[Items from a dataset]
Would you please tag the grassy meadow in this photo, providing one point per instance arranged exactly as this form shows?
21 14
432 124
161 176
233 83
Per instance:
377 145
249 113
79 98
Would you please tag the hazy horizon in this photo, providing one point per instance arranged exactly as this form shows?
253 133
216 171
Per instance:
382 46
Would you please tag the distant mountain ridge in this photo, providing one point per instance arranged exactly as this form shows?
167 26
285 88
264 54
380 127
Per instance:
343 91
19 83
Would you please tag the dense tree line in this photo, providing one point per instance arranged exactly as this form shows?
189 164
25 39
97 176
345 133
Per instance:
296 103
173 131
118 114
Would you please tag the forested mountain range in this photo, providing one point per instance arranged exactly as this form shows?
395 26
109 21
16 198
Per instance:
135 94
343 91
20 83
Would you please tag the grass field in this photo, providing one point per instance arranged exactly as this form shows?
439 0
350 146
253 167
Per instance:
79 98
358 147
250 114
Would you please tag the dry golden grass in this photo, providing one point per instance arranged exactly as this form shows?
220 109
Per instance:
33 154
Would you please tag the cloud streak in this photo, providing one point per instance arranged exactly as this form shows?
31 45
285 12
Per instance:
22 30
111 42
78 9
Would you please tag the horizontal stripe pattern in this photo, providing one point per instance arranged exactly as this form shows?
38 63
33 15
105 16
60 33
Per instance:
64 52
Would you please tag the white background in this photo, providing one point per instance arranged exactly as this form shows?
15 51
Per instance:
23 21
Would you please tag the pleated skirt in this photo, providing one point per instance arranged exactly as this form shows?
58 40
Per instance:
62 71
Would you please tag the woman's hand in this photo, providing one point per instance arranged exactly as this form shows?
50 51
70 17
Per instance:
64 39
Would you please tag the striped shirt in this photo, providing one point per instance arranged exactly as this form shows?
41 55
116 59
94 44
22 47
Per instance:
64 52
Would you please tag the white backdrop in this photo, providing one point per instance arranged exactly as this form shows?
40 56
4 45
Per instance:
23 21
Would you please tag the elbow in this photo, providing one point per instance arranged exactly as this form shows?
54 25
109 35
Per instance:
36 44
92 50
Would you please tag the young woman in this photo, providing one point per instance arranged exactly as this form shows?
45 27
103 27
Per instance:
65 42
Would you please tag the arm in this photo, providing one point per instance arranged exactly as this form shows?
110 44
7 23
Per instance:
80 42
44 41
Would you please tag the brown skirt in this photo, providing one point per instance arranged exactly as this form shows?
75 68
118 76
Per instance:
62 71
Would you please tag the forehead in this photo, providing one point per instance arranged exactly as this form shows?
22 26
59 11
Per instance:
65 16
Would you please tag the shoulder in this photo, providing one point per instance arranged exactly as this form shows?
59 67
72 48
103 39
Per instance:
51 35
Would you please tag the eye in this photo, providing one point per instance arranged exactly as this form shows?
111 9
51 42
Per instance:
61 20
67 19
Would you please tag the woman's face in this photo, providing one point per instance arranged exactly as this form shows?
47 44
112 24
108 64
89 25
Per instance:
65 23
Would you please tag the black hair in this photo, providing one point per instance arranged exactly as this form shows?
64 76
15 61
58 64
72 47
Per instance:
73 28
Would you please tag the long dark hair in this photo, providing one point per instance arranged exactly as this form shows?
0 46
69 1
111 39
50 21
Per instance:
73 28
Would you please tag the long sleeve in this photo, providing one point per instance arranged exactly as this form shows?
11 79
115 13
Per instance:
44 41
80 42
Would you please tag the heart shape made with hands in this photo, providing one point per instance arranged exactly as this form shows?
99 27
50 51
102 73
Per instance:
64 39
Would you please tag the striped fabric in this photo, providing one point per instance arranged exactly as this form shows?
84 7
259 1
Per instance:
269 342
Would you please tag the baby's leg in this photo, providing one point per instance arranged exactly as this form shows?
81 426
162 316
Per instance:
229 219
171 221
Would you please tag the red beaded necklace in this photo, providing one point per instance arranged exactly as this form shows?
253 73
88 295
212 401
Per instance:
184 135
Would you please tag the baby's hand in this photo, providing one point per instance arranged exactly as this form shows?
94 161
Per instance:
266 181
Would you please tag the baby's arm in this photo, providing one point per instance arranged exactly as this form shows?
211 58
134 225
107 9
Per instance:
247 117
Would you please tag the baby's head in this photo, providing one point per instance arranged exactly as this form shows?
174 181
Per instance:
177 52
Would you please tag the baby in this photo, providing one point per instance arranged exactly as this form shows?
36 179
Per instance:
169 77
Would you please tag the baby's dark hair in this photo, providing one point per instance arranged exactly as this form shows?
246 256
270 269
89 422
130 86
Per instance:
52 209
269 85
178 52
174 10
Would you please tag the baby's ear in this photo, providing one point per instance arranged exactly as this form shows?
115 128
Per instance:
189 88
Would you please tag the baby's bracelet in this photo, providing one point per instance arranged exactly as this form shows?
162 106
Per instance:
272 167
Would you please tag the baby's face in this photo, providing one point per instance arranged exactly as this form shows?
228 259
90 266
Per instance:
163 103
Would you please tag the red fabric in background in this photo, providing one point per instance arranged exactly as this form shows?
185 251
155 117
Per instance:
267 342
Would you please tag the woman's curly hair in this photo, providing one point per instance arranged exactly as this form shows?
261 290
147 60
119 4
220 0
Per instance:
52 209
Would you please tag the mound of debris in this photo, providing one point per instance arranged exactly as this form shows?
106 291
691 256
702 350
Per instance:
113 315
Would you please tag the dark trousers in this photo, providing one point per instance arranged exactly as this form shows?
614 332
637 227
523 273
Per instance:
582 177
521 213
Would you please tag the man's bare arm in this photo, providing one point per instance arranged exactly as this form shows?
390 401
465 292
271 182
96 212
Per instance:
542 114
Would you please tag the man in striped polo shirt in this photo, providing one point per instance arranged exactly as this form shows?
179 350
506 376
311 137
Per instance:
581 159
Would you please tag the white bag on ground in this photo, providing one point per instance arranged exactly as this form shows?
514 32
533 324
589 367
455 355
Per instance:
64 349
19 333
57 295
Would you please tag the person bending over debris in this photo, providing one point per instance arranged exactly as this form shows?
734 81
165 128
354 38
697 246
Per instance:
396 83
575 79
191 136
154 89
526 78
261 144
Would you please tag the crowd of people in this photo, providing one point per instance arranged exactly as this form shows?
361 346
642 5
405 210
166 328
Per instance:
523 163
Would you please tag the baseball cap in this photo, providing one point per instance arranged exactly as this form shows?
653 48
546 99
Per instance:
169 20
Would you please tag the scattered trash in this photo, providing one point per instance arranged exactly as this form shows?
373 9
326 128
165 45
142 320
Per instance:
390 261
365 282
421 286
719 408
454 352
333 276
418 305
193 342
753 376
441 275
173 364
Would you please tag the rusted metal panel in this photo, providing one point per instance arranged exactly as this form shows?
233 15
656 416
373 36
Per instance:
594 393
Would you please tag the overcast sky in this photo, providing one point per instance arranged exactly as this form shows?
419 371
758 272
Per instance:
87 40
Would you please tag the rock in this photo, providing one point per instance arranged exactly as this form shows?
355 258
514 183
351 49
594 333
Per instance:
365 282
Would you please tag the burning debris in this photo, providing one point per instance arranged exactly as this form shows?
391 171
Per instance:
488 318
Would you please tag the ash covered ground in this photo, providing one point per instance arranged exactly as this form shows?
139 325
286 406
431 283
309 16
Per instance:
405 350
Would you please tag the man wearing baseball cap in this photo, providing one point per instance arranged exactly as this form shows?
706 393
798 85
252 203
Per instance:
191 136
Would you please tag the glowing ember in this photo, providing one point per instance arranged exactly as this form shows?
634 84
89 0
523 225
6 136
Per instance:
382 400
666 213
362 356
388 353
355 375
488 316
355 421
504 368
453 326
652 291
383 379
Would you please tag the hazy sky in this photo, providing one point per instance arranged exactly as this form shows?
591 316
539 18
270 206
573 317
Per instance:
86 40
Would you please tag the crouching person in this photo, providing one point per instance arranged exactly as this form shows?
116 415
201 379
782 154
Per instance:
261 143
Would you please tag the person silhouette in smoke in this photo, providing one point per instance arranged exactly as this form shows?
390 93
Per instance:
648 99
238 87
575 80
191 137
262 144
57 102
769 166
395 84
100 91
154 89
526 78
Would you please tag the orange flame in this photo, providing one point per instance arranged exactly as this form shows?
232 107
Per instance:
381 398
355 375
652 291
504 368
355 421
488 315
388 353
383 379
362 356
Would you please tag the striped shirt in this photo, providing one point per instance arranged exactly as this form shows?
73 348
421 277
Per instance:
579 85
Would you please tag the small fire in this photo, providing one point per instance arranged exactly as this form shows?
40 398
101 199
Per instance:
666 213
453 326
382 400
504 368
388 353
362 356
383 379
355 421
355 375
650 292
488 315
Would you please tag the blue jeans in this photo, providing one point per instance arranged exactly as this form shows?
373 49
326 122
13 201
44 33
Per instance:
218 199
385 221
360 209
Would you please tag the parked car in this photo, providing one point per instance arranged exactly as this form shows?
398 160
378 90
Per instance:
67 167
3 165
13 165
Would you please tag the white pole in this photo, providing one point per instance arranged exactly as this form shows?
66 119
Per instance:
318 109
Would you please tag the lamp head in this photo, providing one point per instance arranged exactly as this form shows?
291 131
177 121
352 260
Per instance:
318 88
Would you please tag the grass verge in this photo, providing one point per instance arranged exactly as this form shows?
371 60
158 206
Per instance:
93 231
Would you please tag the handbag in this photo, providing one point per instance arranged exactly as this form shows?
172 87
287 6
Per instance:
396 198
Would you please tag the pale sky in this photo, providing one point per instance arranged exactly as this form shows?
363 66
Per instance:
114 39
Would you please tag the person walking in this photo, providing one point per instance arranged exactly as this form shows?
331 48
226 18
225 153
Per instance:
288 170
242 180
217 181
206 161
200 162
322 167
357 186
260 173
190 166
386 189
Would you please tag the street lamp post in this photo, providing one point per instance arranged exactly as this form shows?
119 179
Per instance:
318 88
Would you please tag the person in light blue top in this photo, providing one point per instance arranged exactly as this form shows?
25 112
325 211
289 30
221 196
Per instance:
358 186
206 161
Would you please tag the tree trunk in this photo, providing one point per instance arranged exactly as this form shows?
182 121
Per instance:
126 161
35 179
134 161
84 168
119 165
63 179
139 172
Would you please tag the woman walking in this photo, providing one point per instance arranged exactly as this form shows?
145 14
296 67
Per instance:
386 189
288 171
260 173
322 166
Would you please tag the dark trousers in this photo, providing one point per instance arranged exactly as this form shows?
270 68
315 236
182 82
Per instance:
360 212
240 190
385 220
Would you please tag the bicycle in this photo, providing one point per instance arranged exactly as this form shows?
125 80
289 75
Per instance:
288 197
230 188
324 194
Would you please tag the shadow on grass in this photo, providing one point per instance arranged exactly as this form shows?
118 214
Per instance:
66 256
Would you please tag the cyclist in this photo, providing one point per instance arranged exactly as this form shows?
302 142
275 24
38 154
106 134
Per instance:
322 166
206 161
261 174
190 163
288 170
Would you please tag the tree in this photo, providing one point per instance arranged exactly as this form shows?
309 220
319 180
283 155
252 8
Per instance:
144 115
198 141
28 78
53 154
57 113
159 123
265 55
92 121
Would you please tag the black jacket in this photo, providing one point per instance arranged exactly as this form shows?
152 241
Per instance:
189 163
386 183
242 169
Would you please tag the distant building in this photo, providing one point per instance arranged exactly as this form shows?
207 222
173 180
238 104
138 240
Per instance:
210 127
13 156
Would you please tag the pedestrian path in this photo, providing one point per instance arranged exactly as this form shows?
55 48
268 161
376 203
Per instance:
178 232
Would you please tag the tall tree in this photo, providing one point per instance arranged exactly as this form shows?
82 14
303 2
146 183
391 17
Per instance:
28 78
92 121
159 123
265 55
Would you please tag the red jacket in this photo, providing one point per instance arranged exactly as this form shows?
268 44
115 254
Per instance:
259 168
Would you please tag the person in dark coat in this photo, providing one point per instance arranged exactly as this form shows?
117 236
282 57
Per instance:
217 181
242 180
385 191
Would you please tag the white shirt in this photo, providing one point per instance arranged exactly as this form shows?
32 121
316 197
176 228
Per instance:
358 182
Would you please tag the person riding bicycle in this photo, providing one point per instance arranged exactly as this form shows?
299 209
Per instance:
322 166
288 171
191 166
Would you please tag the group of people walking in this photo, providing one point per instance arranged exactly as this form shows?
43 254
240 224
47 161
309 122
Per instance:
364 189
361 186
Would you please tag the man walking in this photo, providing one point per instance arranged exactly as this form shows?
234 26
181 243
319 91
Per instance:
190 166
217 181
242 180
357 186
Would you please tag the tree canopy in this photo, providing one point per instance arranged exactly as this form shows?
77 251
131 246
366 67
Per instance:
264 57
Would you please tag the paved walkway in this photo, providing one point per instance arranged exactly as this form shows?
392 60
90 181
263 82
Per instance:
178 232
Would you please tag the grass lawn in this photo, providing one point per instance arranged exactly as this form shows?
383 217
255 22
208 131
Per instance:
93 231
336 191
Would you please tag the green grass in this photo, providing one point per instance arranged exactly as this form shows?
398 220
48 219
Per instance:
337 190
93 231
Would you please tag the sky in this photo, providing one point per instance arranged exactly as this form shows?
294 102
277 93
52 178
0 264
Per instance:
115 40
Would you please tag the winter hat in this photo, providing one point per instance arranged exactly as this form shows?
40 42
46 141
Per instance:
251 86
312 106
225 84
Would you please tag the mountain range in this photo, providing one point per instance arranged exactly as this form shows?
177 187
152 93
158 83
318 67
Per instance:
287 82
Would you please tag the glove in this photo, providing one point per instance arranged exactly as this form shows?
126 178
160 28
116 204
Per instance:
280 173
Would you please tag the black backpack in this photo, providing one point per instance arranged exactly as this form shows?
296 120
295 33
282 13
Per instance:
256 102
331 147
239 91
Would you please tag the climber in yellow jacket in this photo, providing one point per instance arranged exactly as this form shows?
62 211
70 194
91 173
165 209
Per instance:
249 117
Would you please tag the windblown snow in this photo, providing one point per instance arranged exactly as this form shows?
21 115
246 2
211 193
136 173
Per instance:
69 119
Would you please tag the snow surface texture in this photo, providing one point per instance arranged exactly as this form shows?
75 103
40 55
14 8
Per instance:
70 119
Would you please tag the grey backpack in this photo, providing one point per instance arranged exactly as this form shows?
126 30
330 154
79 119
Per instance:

_TASK STATEMENT:_ Which lines in the records contain the word "striped"? Copy each one.

_EXERCISE RESPONSE:_
Would you please tag the striped shirt in this photo, providing one point per instance arranged exactly as this form shows?
Would you please tag the striped fabric in this photo, providing one point per instance arranged exactly as this form shows?
Would you please tag the man in striped polo shirt in this photo, providing one point per instance arranged exactly as this form shows?
Would you please tag the striped shirt in this photo, providing one point per instance arranged exactly as this form shows?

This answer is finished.